▸ SET OF TASKS:
A) For each statement below, decide whether the lab handout on development tools agrees with it. Answer yes or no and quote the handout's deciding words. (i) The tools can be found in the gnu locker on Athena. (ii) The man program can be run without any argument. (iii) The assignment covers six tools.
B) Write the next part of the lab handout on development tools, starting right after its last line.

▸ PAGE:
6.033 Lab Handout 2: Tools of the Trade

M.I.T. DEPARTMENT OF EECS

6.033 Lab - Computer System Engineering

Handout 2 - February 13, 1998

Tools of the Trade

Introduction
Man Pages
Compiler
Make
Debugger
CVS
Assignment 0

The goal of this assignment is to familiarize you with the development tools you'll be using in the 6.033 lab. After completing this assignment, you should be sufficiently well versed in the GNU build and debugging environments to handle the later assignments.

This assignment covers five tools: the manual pages, the compiler, the debugger, MAKE, and CVS. All these tools can be found in the gnu locker on Athena. Documentation for the tools is available off of the lab home page (http://web.mit.edu/6.033/www/lab-tools.html).

Manual pages

Most UNIX variants have extensive on-line documentation. The documentation encompasses user and system programs, library procedure calls, system calls, and even general topics like network protocols.

The man program is used to browse the on-line documentation. It takes at least one argument: the name of the topic. Usually, this is the name of a command or procedure. For example, to learn more about the read system call:

% man read
READ(2)                   OpenBSD Programmer's Manual                  READ(2)

NAME
     read, readv - read input

...

▸ EXCERPTED DATA:

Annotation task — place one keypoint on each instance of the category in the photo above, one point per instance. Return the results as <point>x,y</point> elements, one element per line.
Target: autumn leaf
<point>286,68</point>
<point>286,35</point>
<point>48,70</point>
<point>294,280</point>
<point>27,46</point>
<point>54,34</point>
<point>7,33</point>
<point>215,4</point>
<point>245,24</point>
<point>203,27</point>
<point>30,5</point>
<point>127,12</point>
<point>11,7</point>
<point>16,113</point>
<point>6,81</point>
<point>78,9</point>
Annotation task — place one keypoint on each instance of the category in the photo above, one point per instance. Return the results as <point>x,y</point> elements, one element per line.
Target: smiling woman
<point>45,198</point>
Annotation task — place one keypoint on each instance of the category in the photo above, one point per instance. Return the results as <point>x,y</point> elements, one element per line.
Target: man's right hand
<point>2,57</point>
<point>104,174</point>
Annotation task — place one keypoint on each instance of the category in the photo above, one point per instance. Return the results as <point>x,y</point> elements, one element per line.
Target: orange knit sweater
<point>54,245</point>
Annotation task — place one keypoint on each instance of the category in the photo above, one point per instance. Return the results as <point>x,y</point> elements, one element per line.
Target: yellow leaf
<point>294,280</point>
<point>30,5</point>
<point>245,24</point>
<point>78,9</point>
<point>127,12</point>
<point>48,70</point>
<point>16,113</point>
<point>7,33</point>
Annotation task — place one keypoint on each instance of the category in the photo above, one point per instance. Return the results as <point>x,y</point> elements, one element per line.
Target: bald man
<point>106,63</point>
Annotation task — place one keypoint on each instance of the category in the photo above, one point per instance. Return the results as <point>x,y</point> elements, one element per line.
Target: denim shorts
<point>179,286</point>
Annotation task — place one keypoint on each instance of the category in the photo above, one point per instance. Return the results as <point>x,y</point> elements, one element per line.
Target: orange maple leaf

▸ ANSWERS PROVIDED:
A)
(i) Yes: "All these tools can be found in the gnu locker on Athena."
(ii) No: "It takes at least one argument: the name of the topic."
(iii) No: "This assignment covers five tools"

B)
The manual pages are divided into multiple sections. The section number of the current topic appears in parentheses after the topic name. In the above example, the read command is located in section 2.

On most UNIX systems, Section 1 is devoted to shell and user commands, section 2 is dedicated to the UNIX system calls, and section 3 describes the functions of the Standard C library.

Often a page will appear in multiple sections and it is necessary to specify the section number on the command line to access the correct page. For example, since there are at least two printf manual pages on OpenBSD, I must type:

% man 3 printf

to get the manual page for the C printf function. Under other UNIX systems, the -s option must be used:

% man -s 3 printf

The Sun machines on Athena require the -s option.

The -k option is especially useful - it does a keyword search across the titles of all of the man pages. For example:

% man -k tree
btree (3) - btree database access method
mtree (8) - map a directory hierarchy
tsearch, tfind, tdelete, twalk (3) - manipulate binary search trees
XQueryTree (3X11) - query window tree information
lndir (1) - create a shadow directory of symbolic links to another directory tree

Compiler

To compile C programs into programs executable from the command line, we'll be using gcc, the GNU C compiler.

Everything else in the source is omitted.